Goal of the exercise: Only the lines below, from the one with "Target: black bollard" through the one with "Target: glass atrium roof", are to be written out, exactly.

Record extracts:
****************************************
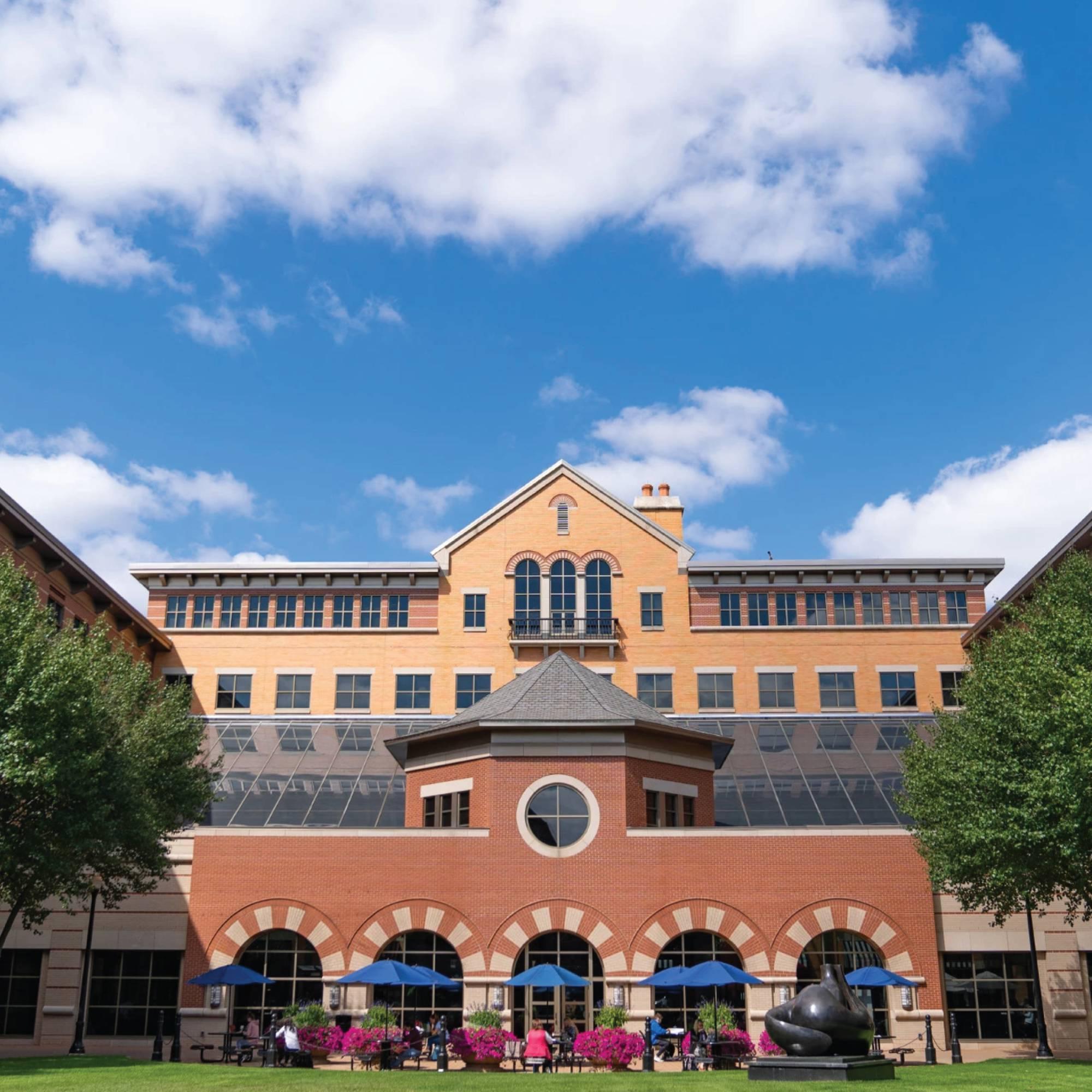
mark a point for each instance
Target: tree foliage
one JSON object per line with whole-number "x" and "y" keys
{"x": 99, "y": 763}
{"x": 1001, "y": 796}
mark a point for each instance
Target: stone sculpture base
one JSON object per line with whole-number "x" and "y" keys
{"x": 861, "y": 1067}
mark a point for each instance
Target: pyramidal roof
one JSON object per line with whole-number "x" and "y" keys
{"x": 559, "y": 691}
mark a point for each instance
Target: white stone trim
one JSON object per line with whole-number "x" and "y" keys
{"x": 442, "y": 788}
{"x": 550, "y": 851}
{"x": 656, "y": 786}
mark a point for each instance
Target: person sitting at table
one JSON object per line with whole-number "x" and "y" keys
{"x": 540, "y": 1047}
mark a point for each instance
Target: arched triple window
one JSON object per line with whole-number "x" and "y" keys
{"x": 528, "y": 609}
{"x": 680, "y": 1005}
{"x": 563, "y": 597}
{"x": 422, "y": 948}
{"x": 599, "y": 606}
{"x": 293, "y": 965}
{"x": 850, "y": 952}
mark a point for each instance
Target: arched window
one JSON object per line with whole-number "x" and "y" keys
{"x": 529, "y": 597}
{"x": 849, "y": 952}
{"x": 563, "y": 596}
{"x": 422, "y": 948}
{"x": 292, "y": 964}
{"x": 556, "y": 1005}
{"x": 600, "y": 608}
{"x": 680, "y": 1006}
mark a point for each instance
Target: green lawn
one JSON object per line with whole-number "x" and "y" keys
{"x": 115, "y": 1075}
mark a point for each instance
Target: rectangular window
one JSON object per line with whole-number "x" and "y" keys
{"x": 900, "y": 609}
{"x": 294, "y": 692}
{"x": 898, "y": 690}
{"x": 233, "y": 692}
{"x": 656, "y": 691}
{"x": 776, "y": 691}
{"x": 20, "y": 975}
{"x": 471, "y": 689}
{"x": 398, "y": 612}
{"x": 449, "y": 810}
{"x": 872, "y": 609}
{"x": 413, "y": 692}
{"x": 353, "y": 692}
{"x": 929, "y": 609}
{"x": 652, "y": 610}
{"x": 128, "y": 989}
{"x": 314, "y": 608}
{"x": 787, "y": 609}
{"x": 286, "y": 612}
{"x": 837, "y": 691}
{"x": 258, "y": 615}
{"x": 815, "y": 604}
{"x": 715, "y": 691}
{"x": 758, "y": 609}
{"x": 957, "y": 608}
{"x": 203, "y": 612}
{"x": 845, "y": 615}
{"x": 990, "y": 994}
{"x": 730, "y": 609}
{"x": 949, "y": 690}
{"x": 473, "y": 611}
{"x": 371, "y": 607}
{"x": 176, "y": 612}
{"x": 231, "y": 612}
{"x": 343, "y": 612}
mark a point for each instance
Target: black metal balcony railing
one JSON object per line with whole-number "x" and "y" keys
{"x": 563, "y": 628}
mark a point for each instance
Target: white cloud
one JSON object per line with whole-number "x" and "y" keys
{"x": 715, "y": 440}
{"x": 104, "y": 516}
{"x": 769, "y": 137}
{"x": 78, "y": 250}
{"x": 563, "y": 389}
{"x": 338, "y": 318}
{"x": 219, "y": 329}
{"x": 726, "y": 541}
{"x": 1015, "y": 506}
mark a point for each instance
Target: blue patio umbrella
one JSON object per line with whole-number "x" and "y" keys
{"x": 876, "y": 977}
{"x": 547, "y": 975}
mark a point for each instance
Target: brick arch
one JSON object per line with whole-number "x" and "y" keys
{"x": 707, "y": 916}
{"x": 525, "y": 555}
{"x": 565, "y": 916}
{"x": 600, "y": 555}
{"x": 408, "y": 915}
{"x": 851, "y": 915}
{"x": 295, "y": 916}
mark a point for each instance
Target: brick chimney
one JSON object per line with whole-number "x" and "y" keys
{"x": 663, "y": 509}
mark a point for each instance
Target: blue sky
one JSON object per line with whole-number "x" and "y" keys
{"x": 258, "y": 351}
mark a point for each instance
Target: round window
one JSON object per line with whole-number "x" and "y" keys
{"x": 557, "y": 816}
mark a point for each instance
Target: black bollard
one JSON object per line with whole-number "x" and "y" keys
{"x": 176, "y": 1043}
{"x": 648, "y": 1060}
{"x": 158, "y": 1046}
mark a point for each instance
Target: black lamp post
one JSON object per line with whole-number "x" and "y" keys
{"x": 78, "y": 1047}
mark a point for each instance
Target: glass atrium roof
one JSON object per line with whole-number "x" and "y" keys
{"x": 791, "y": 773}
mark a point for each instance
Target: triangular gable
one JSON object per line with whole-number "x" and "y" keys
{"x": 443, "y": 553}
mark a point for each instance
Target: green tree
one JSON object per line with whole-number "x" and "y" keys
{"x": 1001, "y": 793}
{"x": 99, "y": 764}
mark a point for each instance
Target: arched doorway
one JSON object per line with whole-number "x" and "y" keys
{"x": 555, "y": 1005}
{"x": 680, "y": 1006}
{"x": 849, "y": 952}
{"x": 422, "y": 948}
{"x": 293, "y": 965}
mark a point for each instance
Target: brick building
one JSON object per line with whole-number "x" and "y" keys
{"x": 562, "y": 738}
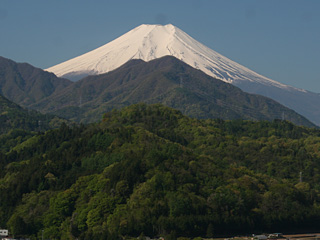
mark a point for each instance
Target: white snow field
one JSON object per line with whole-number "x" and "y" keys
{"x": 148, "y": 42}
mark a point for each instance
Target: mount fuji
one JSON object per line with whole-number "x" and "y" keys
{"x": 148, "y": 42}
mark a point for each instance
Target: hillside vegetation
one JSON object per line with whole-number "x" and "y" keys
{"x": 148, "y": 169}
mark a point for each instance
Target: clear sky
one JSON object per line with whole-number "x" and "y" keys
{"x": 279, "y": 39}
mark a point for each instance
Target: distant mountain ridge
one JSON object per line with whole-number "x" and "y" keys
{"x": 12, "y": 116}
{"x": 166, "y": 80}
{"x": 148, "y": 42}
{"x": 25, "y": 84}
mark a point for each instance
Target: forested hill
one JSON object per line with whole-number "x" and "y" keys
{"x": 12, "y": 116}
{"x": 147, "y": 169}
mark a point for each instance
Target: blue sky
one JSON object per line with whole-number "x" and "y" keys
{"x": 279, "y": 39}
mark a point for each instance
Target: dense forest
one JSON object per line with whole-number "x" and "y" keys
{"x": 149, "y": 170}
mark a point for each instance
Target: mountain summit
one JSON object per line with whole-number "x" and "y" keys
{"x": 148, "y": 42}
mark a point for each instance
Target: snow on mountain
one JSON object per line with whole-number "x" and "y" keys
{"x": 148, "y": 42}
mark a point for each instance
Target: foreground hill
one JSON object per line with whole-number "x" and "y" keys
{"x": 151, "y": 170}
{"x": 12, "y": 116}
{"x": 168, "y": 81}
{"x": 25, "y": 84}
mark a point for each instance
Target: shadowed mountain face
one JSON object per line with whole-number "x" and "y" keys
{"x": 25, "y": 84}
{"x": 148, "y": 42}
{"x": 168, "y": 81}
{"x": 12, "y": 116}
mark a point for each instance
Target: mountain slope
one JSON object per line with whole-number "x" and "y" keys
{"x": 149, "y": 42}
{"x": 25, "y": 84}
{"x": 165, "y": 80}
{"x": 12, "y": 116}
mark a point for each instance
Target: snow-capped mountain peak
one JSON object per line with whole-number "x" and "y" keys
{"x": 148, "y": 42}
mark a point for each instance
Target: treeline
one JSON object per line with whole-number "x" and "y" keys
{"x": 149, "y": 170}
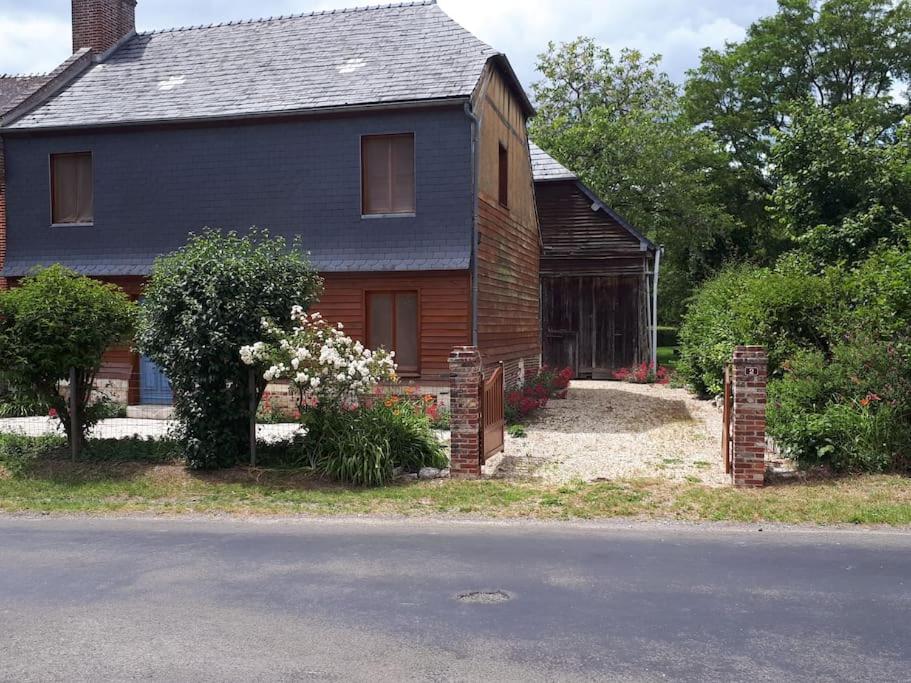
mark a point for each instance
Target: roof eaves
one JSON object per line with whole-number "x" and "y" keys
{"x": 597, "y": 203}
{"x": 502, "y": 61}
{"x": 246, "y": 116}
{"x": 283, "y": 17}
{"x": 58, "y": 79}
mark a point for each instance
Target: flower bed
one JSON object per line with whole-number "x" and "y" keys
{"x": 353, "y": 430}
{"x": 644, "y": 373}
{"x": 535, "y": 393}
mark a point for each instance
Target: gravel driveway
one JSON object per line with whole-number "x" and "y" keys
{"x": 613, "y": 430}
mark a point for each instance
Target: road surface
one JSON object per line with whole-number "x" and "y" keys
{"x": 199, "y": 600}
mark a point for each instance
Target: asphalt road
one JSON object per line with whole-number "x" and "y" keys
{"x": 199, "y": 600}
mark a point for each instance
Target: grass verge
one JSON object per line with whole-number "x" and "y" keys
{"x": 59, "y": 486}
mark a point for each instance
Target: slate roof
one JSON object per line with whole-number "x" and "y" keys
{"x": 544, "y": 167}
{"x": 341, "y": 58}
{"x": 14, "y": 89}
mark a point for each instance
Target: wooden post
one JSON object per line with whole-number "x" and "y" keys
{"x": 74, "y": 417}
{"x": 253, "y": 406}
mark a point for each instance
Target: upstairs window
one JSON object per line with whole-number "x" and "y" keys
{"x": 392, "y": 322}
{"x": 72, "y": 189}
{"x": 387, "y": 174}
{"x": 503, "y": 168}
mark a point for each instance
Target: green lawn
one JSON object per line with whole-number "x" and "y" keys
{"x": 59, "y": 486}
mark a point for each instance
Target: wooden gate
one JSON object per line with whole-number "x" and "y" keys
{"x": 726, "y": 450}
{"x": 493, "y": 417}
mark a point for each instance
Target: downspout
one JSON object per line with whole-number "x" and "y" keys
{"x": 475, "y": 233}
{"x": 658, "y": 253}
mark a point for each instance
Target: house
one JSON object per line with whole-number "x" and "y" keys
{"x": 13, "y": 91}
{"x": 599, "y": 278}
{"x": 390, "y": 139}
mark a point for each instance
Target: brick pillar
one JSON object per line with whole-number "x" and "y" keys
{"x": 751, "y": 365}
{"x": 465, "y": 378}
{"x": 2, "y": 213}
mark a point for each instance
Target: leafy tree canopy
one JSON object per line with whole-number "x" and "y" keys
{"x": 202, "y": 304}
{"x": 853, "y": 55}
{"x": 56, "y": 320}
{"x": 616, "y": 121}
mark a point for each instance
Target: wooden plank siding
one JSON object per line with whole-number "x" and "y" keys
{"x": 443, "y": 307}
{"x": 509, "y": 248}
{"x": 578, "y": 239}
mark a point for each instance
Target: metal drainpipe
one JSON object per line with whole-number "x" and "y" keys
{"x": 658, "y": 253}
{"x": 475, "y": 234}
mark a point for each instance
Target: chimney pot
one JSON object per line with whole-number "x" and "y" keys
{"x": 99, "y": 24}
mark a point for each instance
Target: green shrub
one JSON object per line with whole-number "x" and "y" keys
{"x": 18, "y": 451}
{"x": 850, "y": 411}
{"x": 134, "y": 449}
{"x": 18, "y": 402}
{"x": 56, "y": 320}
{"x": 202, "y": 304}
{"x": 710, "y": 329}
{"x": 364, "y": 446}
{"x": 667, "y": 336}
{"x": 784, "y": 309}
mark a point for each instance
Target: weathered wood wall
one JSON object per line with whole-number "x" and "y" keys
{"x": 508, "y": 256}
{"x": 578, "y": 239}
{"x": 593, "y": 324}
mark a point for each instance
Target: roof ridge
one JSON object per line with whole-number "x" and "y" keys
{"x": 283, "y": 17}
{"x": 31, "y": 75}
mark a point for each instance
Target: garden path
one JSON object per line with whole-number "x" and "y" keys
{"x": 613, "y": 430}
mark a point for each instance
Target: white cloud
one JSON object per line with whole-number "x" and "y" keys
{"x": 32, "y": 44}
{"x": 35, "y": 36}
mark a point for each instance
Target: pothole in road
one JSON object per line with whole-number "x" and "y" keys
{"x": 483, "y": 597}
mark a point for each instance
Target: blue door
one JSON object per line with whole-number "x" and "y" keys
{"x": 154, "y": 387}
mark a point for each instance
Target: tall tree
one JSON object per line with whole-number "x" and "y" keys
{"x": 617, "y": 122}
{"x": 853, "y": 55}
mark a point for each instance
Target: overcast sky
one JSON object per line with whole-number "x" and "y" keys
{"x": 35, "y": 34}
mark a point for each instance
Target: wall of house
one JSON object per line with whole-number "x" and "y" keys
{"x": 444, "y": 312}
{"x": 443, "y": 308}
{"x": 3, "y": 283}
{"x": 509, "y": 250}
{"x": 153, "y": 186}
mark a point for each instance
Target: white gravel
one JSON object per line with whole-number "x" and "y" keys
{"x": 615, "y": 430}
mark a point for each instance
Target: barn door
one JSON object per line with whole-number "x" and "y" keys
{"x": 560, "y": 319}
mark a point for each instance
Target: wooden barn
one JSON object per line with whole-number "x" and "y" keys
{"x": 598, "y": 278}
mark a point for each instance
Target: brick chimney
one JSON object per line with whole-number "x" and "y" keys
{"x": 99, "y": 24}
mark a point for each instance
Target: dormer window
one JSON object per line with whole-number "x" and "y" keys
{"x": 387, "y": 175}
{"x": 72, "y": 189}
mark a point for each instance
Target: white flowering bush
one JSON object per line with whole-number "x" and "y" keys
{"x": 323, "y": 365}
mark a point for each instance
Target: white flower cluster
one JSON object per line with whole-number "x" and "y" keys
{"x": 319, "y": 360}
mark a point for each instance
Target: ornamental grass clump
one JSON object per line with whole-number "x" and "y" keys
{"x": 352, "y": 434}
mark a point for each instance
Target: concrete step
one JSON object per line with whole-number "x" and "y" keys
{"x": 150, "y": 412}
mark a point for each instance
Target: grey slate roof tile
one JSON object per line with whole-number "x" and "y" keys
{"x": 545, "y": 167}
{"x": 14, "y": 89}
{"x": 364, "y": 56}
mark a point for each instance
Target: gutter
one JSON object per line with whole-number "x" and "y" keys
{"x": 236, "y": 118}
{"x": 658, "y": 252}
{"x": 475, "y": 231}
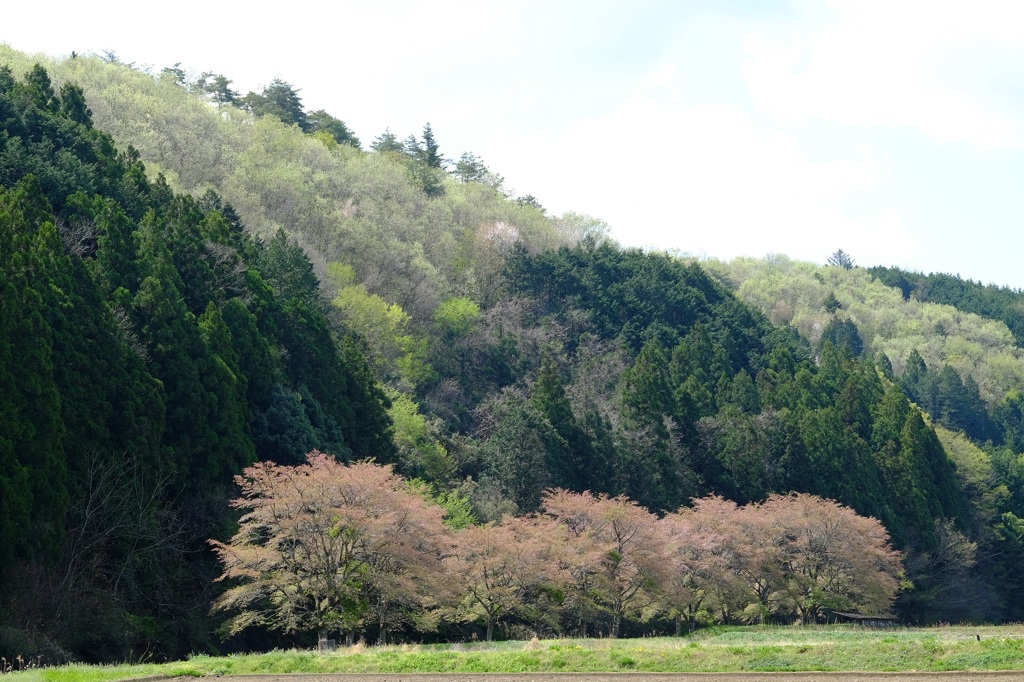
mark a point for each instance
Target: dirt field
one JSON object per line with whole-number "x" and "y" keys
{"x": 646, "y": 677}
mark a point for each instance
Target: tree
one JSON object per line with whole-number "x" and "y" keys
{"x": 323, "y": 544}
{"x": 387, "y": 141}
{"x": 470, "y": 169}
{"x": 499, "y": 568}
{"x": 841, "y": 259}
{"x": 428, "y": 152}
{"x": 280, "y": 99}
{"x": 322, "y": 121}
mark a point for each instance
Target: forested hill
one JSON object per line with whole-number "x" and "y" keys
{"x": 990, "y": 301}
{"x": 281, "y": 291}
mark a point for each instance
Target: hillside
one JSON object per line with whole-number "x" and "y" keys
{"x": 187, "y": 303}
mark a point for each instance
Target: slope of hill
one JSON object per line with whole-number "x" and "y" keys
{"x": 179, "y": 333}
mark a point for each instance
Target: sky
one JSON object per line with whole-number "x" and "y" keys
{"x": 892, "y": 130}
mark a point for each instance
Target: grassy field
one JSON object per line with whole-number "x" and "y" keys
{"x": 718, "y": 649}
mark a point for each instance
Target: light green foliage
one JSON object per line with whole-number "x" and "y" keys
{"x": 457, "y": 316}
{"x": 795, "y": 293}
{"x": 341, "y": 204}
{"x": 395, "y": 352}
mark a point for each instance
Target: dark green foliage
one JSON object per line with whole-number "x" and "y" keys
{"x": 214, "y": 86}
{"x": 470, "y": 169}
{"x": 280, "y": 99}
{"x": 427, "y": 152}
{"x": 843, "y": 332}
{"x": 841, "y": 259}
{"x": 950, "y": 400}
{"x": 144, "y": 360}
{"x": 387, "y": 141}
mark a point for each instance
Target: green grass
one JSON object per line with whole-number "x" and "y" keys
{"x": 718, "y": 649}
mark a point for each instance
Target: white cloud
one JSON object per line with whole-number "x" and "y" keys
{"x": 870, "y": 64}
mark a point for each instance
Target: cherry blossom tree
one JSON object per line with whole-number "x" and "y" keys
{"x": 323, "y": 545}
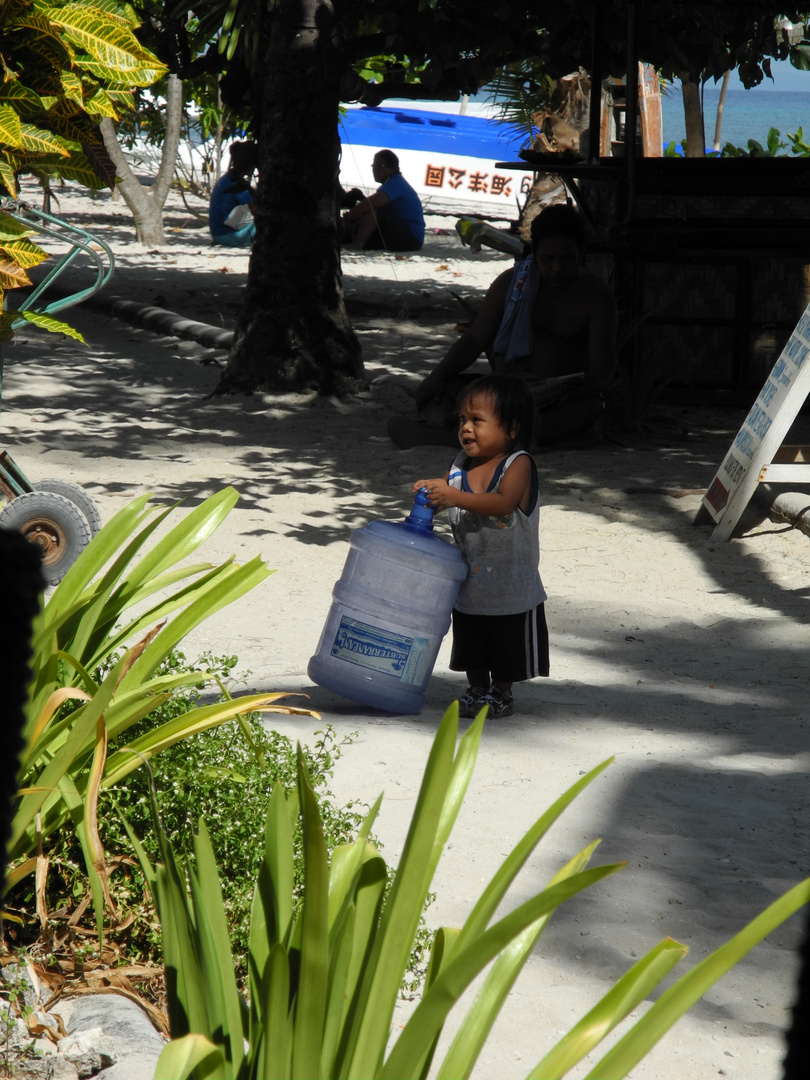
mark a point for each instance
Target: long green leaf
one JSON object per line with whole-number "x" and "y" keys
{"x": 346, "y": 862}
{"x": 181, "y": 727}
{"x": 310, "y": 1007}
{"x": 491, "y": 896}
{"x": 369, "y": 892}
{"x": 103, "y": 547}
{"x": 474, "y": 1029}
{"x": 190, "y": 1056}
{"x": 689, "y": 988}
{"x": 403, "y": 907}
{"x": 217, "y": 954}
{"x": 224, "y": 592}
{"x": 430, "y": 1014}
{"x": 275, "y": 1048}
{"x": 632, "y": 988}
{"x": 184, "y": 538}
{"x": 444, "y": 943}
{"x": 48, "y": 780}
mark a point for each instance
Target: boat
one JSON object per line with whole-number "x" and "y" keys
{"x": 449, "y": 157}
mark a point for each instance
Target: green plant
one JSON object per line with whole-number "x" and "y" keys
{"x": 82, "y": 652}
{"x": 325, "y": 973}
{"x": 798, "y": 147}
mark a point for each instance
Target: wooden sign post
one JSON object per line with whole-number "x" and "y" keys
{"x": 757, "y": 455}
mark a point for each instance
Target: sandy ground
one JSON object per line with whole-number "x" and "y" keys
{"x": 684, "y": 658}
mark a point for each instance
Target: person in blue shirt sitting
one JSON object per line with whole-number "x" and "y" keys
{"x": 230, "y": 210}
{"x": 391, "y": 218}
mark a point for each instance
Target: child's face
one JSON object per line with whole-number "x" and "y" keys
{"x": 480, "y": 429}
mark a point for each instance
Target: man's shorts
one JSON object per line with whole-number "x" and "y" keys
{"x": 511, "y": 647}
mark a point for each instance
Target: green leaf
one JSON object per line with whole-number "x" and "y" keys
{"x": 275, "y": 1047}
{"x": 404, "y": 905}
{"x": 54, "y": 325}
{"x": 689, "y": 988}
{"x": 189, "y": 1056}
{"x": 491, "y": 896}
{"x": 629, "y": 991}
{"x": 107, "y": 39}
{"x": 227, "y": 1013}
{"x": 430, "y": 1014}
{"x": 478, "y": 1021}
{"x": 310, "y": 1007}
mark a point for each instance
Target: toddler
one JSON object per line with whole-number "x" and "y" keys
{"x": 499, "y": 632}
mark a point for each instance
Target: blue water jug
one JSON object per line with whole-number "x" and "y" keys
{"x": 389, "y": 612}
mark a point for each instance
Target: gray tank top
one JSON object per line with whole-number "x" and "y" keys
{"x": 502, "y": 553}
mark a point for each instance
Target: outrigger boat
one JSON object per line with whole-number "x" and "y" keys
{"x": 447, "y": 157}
****************************************
Result:
Target: black bollard
one JSON object per line with whole-number "x" and "y" keys
{"x": 176, "y": 1043}
{"x": 648, "y": 1060}
{"x": 158, "y": 1046}
mark a point for each instance
Target: black lamp post
one JSON object per line with whole-number "x" and "y" keys
{"x": 78, "y": 1047}
mark a point for each instance
Target: glass atrium roof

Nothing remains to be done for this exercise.